» **Location annotation dataset excerpts**:
-=-=-=-=-

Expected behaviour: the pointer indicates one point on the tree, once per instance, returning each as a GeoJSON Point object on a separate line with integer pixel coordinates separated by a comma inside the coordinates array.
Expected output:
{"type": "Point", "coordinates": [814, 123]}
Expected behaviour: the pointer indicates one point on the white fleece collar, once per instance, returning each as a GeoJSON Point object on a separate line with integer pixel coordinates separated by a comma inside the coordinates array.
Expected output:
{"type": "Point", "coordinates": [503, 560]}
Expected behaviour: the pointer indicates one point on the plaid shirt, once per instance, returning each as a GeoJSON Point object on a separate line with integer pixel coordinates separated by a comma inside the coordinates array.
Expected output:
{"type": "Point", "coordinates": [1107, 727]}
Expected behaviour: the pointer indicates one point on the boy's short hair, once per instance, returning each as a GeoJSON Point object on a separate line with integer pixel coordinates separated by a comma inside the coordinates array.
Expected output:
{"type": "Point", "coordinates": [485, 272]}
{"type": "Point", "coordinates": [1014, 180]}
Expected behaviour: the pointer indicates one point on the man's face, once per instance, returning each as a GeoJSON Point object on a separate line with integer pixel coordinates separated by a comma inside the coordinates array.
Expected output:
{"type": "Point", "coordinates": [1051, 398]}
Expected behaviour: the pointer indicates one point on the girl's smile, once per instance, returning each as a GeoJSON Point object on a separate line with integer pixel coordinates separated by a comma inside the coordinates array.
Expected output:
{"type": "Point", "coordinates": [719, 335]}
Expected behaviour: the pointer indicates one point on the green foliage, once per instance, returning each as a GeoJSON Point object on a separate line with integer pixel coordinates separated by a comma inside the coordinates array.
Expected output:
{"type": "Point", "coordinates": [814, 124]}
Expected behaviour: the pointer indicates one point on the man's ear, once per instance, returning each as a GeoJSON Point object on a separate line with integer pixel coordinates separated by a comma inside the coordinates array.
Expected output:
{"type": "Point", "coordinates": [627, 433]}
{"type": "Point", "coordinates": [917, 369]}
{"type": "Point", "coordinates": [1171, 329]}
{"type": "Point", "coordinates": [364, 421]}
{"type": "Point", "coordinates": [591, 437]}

-=-=-=-=-

» **Written exercise**: Print every one of these rows again without changing anything.

» **The output**:
Expected behaviour: the pointer indicates one point on the tree, once per instance, returning each as a GeoJSON Point object on a separate line with integer pixel coordinates separated by a comma inside the coordinates array.
Expected output:
{"type": "Point", "coordinates": [814, 123]}
Expected behaviour: the pointer indicates one point on the white fleece collar, once per instance, returning each as a GeoJSON Point object on a separate line with integer pixel coordinates separated by a comma inside the coordinates array.
Expected output:
{"type": "Point", "coordinates": [503, 560]}
Expected behaviour: the pointer indicates one point on the plaid shirt, once per instance, returning each as a GeoJSON Point object on a separate line with integer pixel coordinates separated by a comma inside the coordinates array.
Expected output:
{"type": "Point", "coordinates": [1107, 727]}
Expected behaviour: the pointer indicates one point on the boy's short hair, once per instance, returning each as a GeoJSON Point object on a separate line with integer pixel coordinates separated by a comma inside the coordinates array.
Expected output:
{"type": "Point", "coordinates": [485, 272]}
{"type": "Point", "coordinates": [1014, 180]}
Expected behaviour: the pointer indicates one point on the man's face, once per instance, returning each as a GeoJSON Point object on a separate line with integer pixel coordinates separated by a comma inside the coordinates array.
Expected output:
{"type": "Point", "coordinates": [1051, 398]}
Expected behaviour: the pointer indicates one point on the girl's smile, once per instance, returning each as a GeoJSON Point object on a separate line with integer pixel coordinates separated by a comma inside the coordinates array.
Expected output:
{"type": "Point", "coordinates": [719, 335]}
Expected behaviour: the pointer indicates one point on the green foliage, once per instance, returning each as a GeoJSON Point object on a separate line with integer pixel coordinates separated by a comma inside the coordinates array.
Expected output:
{"type": "Point", "coordinates": [814, 124]}
Expected behaviour: the pointer indicates one point on the man's ear, once per instance, returning each as a GeoJSON Point object on a separate line with integer pixel coordinates separated by a comma inside the coordinates array.
Expected output:
{"type": "Point", "coordinates": [627, 433]}
{"type": "Point", "coordinates": [917, 369]}
{"type": "Point", "coordinates": [1171, 329]}
{"type": "Point", "coordinates": [364, 421]}
{"type": "Point", "coordinates": [591, 437]}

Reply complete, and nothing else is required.